-- Opening Marker --

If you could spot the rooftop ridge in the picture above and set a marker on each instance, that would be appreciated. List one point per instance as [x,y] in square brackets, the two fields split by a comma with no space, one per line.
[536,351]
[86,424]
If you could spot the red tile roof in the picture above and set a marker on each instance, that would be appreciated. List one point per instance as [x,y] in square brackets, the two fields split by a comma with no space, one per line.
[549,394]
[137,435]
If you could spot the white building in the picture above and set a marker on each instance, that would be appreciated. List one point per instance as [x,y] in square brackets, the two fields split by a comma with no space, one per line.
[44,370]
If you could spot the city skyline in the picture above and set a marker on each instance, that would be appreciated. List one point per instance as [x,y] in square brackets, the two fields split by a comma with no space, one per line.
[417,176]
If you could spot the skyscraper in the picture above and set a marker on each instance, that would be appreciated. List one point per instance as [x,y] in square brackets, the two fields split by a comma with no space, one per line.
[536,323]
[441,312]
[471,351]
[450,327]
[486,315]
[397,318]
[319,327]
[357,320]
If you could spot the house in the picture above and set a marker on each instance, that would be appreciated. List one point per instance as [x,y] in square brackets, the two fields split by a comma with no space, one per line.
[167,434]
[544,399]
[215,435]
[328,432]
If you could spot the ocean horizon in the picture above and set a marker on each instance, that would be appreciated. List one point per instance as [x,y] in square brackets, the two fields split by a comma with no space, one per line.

-- Closing Marker --
-- Opening Marker --

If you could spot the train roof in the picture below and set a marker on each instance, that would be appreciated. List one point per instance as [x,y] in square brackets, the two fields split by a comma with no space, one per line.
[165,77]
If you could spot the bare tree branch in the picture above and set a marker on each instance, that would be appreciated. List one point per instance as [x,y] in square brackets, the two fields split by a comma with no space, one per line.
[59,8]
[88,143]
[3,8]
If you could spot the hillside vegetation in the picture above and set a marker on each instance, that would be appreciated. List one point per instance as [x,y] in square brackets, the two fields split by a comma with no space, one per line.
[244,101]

-- Closing Marker --
-- Opening Marker --

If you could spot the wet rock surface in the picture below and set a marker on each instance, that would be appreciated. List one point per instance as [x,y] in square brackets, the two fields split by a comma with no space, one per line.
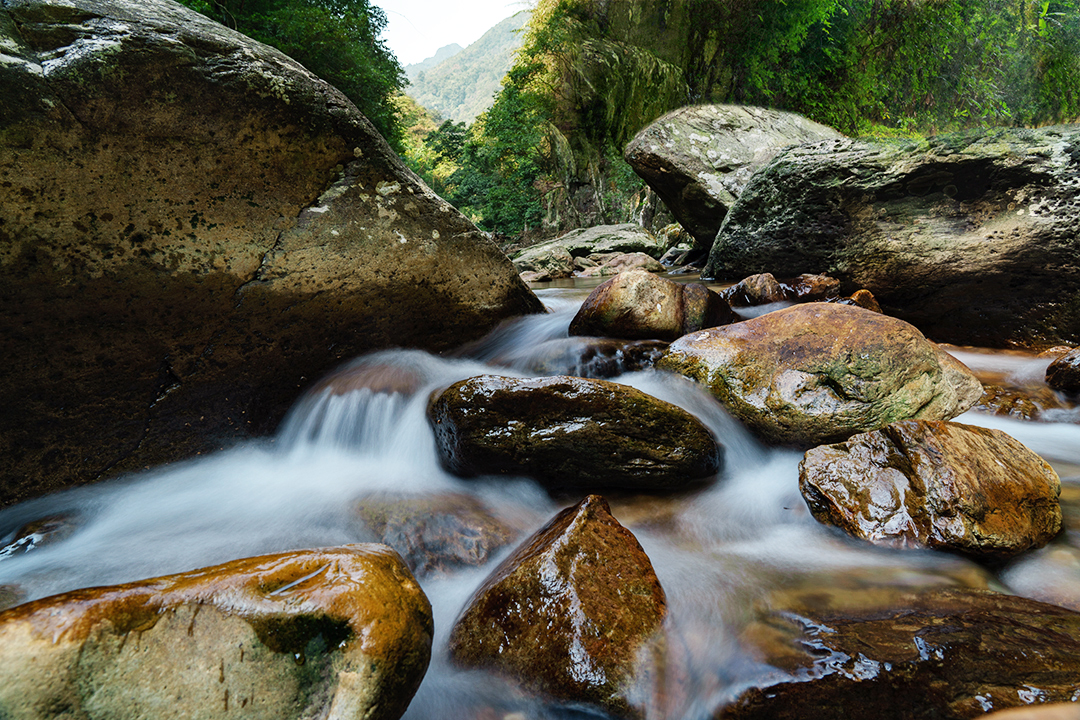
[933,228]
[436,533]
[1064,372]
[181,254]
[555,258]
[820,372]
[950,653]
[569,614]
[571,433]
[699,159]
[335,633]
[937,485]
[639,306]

-- Closing Marker --

Please copy, exactly as written, every line in the listing above from the line with "If you could spot the house" up to and including the line with "If you could spot the ocean".

If you could spot the house in the picture above and set a marker on each instance, that would be appreciated. List one point per instance as [x,y] in square brackets, the two fields split by a comma with no space, one per line.
[167,434]
[544,399]
[215,435]
[328,432]
If you could spot the ocean horizon in the picture above and set a marker on each instance, that would be appreciated. List one point per instance as [x,y] in square brackets, the two fields split by a comma with no space, one per line.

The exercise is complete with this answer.